Records from a data collection:
◇ ◇ ◇ ◇

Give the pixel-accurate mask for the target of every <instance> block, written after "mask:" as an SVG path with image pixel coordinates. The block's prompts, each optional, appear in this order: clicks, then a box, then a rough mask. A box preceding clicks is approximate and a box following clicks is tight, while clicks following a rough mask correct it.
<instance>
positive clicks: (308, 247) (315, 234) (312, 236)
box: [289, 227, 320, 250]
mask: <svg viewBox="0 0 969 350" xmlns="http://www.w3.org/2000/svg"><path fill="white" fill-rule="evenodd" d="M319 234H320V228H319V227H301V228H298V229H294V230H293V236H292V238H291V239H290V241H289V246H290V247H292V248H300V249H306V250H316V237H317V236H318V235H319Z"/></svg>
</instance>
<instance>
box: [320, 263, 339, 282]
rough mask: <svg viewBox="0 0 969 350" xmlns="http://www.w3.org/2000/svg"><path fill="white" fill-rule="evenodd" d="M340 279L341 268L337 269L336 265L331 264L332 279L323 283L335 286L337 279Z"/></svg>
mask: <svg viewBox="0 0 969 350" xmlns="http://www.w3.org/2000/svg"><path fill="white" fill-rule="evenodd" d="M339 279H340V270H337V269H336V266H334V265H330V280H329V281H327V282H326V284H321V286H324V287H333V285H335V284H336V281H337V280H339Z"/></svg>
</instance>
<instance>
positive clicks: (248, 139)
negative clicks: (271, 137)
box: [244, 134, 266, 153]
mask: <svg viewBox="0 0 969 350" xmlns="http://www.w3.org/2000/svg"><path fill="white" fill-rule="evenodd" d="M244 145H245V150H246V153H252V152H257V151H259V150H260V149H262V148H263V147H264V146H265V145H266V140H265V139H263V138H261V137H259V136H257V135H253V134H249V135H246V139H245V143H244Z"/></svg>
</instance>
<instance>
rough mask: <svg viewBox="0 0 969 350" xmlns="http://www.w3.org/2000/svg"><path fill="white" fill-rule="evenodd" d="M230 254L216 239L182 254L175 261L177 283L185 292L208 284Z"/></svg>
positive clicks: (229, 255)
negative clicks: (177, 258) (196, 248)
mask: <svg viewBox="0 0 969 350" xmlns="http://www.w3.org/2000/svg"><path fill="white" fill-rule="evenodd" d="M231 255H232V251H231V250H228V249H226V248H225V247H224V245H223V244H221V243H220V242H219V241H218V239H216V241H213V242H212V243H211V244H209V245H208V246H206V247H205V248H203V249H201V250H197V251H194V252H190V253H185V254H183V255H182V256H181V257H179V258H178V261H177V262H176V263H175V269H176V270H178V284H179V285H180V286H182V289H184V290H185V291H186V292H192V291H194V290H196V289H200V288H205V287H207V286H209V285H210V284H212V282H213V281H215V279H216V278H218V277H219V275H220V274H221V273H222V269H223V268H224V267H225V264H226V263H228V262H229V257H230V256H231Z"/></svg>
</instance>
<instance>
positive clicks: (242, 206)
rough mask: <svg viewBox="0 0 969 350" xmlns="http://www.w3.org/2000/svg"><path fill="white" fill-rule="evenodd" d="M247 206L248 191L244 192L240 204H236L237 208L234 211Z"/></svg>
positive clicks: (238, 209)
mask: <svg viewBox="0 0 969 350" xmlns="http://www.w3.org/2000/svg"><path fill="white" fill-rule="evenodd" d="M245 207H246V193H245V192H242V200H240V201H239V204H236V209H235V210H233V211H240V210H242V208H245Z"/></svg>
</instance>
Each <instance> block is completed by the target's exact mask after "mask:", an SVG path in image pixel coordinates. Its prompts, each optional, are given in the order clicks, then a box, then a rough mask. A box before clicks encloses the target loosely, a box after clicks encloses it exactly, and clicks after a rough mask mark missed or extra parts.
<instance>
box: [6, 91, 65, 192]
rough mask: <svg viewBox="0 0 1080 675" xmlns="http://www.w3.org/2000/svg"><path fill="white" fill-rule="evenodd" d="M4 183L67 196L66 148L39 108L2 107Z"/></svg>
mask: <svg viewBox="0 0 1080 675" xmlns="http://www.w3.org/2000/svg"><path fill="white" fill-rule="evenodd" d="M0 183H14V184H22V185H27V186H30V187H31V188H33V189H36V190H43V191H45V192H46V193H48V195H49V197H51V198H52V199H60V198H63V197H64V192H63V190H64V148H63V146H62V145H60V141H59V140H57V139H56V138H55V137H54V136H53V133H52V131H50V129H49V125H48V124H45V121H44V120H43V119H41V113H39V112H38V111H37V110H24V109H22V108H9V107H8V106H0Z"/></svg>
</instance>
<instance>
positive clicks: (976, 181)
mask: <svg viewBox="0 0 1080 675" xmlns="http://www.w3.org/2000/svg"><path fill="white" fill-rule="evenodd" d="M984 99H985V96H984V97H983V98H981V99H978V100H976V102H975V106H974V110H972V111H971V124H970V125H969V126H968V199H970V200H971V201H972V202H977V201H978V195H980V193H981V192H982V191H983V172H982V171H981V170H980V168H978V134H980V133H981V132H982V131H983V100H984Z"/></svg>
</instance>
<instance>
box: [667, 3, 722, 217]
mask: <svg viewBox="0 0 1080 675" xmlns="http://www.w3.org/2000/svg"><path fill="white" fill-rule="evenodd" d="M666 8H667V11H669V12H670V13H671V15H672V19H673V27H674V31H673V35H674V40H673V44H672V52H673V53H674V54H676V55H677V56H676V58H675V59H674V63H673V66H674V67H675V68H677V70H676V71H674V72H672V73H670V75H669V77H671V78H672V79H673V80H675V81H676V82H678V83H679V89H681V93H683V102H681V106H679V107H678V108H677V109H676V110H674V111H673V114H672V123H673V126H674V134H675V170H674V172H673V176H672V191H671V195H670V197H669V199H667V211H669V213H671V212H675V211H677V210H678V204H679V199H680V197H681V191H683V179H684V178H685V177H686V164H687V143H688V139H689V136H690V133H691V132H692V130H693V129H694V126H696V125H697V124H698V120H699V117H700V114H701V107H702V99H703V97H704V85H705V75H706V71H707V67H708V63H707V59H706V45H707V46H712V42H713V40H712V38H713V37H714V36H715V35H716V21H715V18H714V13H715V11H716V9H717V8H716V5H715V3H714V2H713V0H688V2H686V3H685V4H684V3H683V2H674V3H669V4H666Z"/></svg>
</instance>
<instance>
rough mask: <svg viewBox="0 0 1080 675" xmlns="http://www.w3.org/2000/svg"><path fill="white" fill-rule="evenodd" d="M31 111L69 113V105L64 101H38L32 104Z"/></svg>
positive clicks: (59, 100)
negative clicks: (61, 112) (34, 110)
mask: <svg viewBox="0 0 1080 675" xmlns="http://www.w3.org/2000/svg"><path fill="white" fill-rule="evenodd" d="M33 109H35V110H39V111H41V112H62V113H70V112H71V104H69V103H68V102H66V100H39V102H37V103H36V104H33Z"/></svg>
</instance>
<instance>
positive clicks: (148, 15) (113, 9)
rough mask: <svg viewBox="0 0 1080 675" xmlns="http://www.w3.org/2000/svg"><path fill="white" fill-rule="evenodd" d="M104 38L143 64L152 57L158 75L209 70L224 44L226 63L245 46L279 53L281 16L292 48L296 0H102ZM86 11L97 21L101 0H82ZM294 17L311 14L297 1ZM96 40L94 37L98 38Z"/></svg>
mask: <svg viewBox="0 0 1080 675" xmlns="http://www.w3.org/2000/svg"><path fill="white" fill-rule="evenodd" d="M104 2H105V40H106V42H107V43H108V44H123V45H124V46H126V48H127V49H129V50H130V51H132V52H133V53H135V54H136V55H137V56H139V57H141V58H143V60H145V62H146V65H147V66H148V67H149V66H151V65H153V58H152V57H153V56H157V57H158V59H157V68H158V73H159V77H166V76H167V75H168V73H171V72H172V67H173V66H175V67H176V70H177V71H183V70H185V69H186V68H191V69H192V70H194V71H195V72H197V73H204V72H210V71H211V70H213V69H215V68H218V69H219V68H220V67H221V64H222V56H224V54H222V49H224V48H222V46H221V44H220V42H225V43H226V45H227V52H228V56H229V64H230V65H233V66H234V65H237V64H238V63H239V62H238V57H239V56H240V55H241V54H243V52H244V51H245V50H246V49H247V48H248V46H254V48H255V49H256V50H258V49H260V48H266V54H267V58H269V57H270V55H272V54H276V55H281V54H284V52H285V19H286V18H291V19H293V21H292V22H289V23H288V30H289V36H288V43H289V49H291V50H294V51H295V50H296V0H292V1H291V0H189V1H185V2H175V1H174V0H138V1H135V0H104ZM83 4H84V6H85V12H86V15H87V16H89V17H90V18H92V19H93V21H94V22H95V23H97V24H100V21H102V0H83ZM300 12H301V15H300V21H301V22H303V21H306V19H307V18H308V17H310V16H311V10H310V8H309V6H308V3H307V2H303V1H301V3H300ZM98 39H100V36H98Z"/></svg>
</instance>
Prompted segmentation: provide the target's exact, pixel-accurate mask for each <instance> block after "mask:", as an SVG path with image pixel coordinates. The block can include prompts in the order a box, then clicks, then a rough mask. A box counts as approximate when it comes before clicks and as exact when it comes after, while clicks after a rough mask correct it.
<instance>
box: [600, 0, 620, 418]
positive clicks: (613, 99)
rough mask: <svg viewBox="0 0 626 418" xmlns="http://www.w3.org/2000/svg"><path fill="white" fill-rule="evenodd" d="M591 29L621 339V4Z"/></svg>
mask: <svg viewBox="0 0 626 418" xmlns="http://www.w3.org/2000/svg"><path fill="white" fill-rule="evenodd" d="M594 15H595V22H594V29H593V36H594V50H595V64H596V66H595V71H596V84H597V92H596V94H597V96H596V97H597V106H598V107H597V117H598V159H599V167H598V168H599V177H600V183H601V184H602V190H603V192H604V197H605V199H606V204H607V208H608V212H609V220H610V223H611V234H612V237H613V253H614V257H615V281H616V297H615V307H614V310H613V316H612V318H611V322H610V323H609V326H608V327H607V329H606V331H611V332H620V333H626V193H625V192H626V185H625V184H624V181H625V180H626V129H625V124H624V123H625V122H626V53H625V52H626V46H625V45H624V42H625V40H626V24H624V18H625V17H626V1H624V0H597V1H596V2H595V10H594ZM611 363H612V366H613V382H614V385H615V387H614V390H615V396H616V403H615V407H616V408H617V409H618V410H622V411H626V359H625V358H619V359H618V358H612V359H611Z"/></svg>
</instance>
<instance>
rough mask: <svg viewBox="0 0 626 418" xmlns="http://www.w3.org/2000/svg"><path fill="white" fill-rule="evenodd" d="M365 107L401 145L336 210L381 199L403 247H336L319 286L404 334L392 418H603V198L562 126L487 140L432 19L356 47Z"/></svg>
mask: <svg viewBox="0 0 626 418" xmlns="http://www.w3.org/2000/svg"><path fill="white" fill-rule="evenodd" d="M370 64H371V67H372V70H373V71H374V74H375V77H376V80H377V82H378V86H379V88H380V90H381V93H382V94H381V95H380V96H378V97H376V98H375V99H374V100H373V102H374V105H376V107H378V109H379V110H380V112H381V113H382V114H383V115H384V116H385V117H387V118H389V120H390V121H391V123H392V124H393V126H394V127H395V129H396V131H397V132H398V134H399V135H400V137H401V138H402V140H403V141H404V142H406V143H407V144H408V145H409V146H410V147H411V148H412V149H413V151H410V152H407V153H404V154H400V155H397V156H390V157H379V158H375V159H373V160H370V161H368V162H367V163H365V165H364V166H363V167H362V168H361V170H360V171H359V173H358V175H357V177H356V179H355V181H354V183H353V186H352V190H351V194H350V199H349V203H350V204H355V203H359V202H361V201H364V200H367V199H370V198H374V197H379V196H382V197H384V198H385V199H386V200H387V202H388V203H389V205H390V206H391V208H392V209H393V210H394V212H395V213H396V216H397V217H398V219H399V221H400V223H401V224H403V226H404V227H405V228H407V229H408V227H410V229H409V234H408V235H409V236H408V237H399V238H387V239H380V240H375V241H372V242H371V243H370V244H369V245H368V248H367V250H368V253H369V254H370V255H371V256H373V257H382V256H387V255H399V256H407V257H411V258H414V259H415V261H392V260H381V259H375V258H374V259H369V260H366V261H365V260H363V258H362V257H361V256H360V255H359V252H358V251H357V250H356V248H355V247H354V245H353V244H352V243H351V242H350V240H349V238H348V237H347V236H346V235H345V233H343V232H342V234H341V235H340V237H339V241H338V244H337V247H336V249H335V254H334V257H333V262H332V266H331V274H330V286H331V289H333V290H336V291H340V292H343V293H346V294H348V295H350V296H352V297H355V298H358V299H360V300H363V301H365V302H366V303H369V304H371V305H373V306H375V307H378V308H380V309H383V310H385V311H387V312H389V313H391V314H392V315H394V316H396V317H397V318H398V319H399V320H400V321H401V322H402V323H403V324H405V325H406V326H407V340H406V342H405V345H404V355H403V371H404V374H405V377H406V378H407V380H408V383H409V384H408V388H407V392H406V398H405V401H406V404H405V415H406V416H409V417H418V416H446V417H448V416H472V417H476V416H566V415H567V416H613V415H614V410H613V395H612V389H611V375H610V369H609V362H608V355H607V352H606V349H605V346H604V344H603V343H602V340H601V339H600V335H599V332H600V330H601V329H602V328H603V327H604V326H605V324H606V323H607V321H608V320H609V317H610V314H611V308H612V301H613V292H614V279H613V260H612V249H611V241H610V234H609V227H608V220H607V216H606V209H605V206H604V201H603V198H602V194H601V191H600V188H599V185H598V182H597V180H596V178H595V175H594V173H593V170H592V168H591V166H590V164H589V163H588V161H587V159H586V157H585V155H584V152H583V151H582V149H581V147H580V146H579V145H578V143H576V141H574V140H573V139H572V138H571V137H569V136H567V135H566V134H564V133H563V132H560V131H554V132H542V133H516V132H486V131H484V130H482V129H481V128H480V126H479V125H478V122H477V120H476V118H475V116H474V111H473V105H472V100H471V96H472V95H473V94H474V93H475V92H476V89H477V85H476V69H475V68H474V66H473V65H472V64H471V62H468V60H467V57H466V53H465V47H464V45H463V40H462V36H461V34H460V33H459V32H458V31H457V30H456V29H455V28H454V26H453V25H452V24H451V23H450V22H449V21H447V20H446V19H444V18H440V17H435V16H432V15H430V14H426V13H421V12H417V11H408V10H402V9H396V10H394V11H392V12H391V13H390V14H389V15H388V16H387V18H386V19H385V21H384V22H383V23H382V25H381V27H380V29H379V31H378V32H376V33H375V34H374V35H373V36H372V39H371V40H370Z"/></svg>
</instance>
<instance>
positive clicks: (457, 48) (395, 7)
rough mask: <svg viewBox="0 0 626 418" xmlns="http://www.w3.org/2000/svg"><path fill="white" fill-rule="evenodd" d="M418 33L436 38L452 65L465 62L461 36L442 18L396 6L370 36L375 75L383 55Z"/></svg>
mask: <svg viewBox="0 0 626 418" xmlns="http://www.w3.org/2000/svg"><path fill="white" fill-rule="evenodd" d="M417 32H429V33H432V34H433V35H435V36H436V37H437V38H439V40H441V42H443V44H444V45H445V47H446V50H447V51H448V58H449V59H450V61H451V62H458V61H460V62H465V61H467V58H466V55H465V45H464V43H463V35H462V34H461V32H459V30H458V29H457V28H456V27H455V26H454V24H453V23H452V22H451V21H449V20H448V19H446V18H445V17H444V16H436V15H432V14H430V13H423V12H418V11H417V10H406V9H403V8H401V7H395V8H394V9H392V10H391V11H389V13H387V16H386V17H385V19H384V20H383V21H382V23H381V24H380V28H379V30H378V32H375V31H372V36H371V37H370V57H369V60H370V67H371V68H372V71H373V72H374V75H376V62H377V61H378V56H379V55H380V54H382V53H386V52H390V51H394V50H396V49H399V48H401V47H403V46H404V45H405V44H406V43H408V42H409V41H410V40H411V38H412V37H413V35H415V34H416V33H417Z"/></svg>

◇ ◇ ◇ ◇

* Task statement:
Word for word, restate the lines of the data above that fall between the line holding "positive clicks: (308, 247)" and the line holding "positive clicks: (242, 206)", inclusive, and no other lines.

* Task result:
positive clicks: (308, 247) (315, 234) (312, 236)
box: [289, 227, 320, 250]
mask: <svg viewBox="0 0 969 350" xmlns="http://www.w3.org/2000/svg"><path fill="white" fill-rule="evenodd" d="M319 234H320V228H319V227H301V228H298V229H294V230H293V236H292V238H291V239H290V241H289V246H290V247H292V248H300V249H306V250H316V237H317V236H318V235H319Z"/></svg>
</instance>
<instance>
box: [320, 263, 339, 282]
rough mask: <svg viewBox="0 0 969 350" xmlns="http://www.w3.org/2000/svg"><path fill="white" fill-rule="evenodd" d="M340 279L341 268L337 269L336 265L331 264L332 279L323 283L335 286L337 279Z"/></svg>
mask: <svg viewBox="0 0 969 350" xmlns="http://www.w3.org/2000/svg"><path fill="white" fill-rule="evenodd" d="M339 279H340V270H337V269H336V266H334V265H330V280H329V281H327V282H326V284H321V286H324V287H333V285H335V284H336V281H337V280H339Z"/></svg>
</instance>
<instance>
positive clicks: (248, 139)
negative clicks: (271, 137)
box: [244, 134, 266, 153]
mask: <svg viewBox="0 0 969 350" xmlns="http://www.w3.org/2000/svg"><path fill="white" fill-rule="evenodd" d="M244 145H245V150H246V153H252V152H257V151H259V150H260V149H262V148H263V147H264V146H265V145H266V140H265V139H263V138H261V137H259V136H257V135H253V134H249V135H246V139H245V143H244Z"/></svg>
</instance>
<instance>
rough mask: <svg viewBox="0 0 969 350" xmlns="http://www.w3.org/2000/svg"><path fill="white" fill-rule="evenodd" d="M230 254L216 239L182 254L175 261L177 283L185 292L208 284Z"/></svg>
positive clicks: (229, 255)
negative clicks: (177, 258) (196, 248)
mask: <svg viewBox="0 0 969 350" xmlns="http://www.w3.org/2000/svg"><path fill="white" fill-rule="evenodd" d="M231 255H232V251H231V250H228V249H226V248H225V247H224V245H223V244H221V243H220V242H219V241H218V239H216V241H213V242H212V243H211V244H209V245H208V246H206V247H205V248H203V249H201V250H197V251H194V252H190V253H185V254H183V255H182V256H181V257H179V258H178V261H177V262H176V263H175V269H176V270H178V284H179V285H180V286H182V289H184V290H185V291H186V292H192V291H194V290H196V289H200V288H205V287H207V286H209V285H210V284H212V282H213V281H215V279H216V278H218V277H219V275H220V274H221V273H222V269H223V268H224V267H225V264H226V263H228V262H229V257H230V256H231Z"/></svg>
</instance>
<instance>
positive clicks: (242, 206)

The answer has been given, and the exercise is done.